Please copy the listing below line for line, keeping every character unchanged.
>> Start
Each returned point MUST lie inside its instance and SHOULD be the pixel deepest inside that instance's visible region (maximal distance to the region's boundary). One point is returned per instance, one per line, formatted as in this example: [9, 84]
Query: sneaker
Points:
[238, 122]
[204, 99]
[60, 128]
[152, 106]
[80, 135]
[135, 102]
>> End
__Output for this task__
Each returned point MUST lie inside its instance and SHOULD be the pixel deepest inside that instance's visible region (maximal distance to the region's boundary). One point is returned per instance, one per line, formatted as in this example: [9, 84]
Query: sneaker
Points:
[238, 122]
[204, 99]
[60, 128]
[152, 106]
[80, 135]
[135, 102]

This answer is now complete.